[Extrait]

Colette ou une appétence indéniable pour les cosmétiques !

Avec Maxime Dufferein-Chautel, on le sait, ça n’a pas matché. Celui que Renée Néré appelle « Le Grand serin » n’a pas dit « ouf » longtemps, une fois la rupture consommée.1 Trois ans après sa passion brûlante pour l’artiste de music-hall qu’est devenue Renée, le voilà marié et père de famille.2 Le voilà qui croise Renée sur la Promenade des Anglais, à Nice, sans même un regard pour celle qui a fait battre son cœur à plus de 200 à l’heure. Renée a alors une aventure avec Jean. Renée va dans les hôtels de luxe, mais regrette les feux de bois rustiques, qui sentent la « créosote et le santal » ! Renée voudrait, qu’avec Jean, ça dure toujours et, pourtant, elle n’a pas grand-chose en commun avec ce beau brun qui gomine ses cheveux (« C’est déjà assez laid, cette mode des cheveux collés »). Renée ne veut pas d’entraves et pourtant elle se lie à Jean et souffre lorsque celui-ci coupe le harnais, pour aller vagabonder ailleurs. Dans son roman L’entrave, Colette excelle à mettre le doigt là où ça fait mal. Une analyse fine d’une situation diablement complexe, sur fond de cabinet de toilette. Sur la coiffeuse, les cosmétiques s’entassent… Colette y plonge les mains, avec une véritable délectation… Elle n’est pas la seule.

Renée, le même parfum qu’il y a trois ans

Renée porte toujours le même parfum, celui qui ravissait les sens de Maxime. La miss Baie des Anges, qui déambule sur l’artère qui longe la mer, est désormais une petite rentière. Elle a fait un héritage (sa belle-sœur Margot lui a laissé 25 000 francs de rente) et a raccroché tout son attirail artistique. Voilà pourtant que la Renée d’hier surgit devant les yeux de la Renée d’aujourd’hui, lui faisant un peu honte de la douairière au maintien sévère qu’elle est devenue. En croisant Max, Renée se fait toute petite, afin de ne pas attirer son attention. « J’ai craint jusqu’à la volte brusque qui pouvait lui porter tout à coup mon parfum, toujours le même… Je ne voulais pas, non je ne voulais pas. J’ai rougi comme une femme surprise en bigoudis. »

Ce parfum est doux… Il n’agresse pas. Il n’arrive pas, d’ailleurs, à supplanter la forte odeur de chlore qui se dégage des draps de l’hôtel.

[/Extrait]
[Entrées fournies]

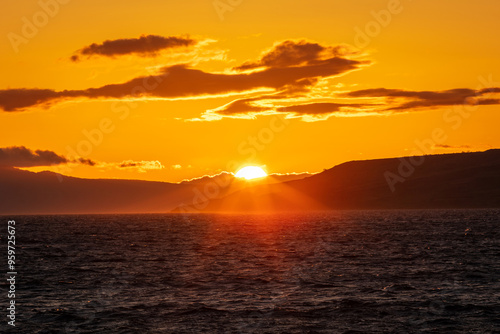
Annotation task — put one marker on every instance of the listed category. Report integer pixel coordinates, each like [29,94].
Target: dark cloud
[20,156]
[294,53]
[404,100]
[146,45]
[246,106]
[320,108]
[141,166]
[179,81]
[451,147]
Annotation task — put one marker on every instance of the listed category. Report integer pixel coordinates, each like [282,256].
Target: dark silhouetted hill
[461,180]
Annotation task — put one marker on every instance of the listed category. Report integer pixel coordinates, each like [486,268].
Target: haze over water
[341,272]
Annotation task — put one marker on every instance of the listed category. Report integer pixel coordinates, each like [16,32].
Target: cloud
[182,82]
[20,156]
[141,166]
[403,100]
[248,108]
[295,53]
[144,46]
[451,147]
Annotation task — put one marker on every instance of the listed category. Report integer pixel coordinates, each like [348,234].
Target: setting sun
[251,172]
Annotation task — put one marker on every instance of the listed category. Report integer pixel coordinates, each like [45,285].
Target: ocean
[414,271]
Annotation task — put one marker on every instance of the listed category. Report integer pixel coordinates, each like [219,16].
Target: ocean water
[342,272]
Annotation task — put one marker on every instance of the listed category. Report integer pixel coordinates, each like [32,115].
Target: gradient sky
[312,83]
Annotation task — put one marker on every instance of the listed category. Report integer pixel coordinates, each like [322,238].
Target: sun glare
[251,172]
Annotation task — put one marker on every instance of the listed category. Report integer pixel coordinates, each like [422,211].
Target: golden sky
[171,90]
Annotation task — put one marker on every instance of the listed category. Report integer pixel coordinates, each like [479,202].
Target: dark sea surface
[342,272]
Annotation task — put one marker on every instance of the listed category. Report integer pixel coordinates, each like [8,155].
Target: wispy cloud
[20,156]
[144,46]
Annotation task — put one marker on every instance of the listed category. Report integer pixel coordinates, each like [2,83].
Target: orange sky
[299,102]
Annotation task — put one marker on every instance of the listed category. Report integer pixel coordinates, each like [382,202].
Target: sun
[251,172]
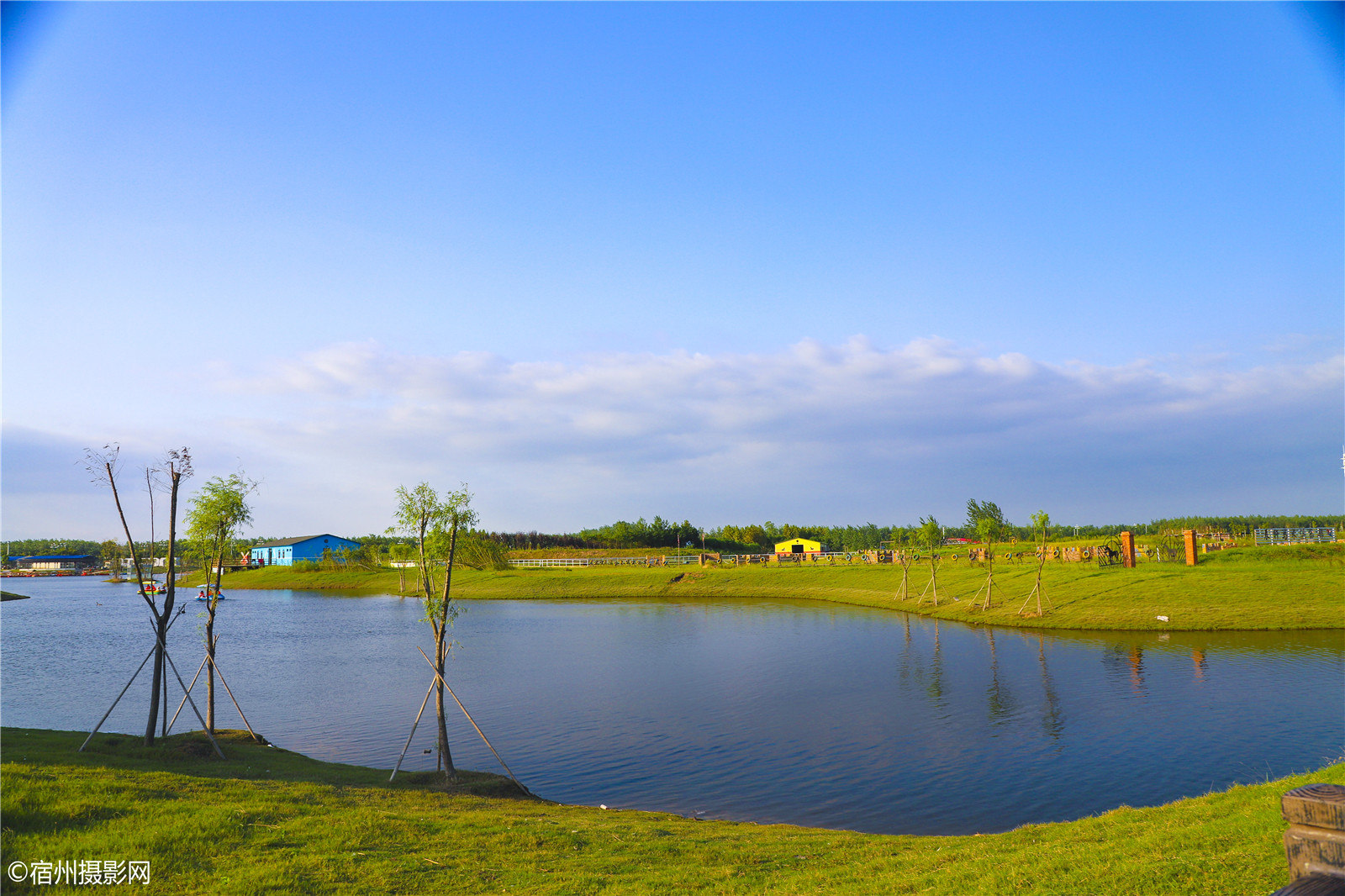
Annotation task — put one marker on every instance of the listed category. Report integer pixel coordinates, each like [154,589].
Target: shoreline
[271,814]
[1221,595]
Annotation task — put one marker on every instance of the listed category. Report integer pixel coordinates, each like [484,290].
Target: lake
[767,710]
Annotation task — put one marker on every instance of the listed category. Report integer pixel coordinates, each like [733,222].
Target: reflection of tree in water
[1000,700]
[1053,719]
[1137,669]
[931,678]
[935,685]
[1129,662]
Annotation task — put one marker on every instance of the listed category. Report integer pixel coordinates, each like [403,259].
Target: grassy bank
[272,821]
[1234,589]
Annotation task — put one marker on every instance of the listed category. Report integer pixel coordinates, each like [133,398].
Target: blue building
[289,551]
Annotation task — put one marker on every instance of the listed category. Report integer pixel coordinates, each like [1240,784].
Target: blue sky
[826,262]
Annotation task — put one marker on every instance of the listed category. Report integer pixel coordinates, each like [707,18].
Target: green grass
[276,822]
[1250,588]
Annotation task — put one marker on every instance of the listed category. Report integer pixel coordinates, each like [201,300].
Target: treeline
[51,548]
[484,548]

[/Entrées fournies]

▸ Tâche à réaliser: Reprenez l'extrait sur Colette et les cosmétiques après sa dernière phrase et rédigez-en la suite. Ces enregistrements forment un matériau distinct de l'extrait.

▸ Réponse attendue:
Renée, la même coiffure qu’il y a trois ans

Enfin… pas vraiment. Juste comme ça, avant d’aller se coucher dans sa chambre d’hôtel (la n° 157). « J’ai défait mes cheveux » « et au lieu de les laisser libre pour la nuit, voilà que machinalement je les recoiffe comme il y a trois ans, ramenés en touffes sur les oreilles, roulés sur la nuque pour figurer le bonnet des boucles des pages… » Actuellement, Renée n’est plus coiffée ainsi. Elle dégage tout, les oreilles, les tempes, le front, la nuque… On s’arrête là… car pour le reste Renée est la pudeur incarnée. Tout ce qu’elle a montré sur scène, tout naturellement, est refusé au passant. « La peau des jambes et des bras, la rondeur des seins, c’est une espèce d’étoffe qui s’exhibe sur la scène, et rien que sur la scène, enduite d’un fard sucré qui retient la poudre - c’est une matière froide, offerte de loin, hors de l’atteinte des mains et des lèvres - c’est une partie un peu plus saisissante du costume. »

Renée, la même poudre qu’il y a trois ans

Renée n’est peut-être plus une artiste de music-hall, mais elle continue tout de même à se poudrer le visage. Lorsque son amie May est dans la chambre, Renée n’est plus elle-même. Captivée par cette belle fille qui se tient mal et trempe ses cheveux dans une coupe de champagne, Renée se « poudre au petit bonheur, éblouie » par la lumière dégagée par la belle intruse. La peau de Renée retient mal la poudre (son « museau est un peu sec »), contrairement à celle de May (son « duvet abondant retient si bien la poudre de riz »). Et pourtant Renée n’est pas avare de poudre. Elle va même jusqu’à glisser un « mouchoir à poudre sous son oreiller », afin de pouvoir « velouter » son nez et ses joues dès le réveil.

Renée, la même gourmandise pour les soins du corps qu’il y a trois ans

Quand Renée n’en peut plus de ses amis devenus encombrants (les uns se droguent, les autres se disputent), la voilà de « méchante humeur ». Vite un bain pour calmer le jeu ! « Un bain brûlant, aromatisé, » au vinaigre va venir tonifier son épiderme et lénifier ses sentiments.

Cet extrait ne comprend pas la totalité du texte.